» Exercise details
Print the records below exactly as they appear.

» Material for the task
※ ※ ※
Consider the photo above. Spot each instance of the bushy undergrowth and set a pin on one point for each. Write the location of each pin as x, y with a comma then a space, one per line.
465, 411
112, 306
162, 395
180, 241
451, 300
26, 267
※ ※ ※
» Written answer
Consider the photo above. Spot each instance of the bushy undergrowth and set a pin on one point for each. Write the location of each pin as x, y with a comma then a space, one per line.
465, 411
112, 306
162, 395
180, 241
451, 300
26, 267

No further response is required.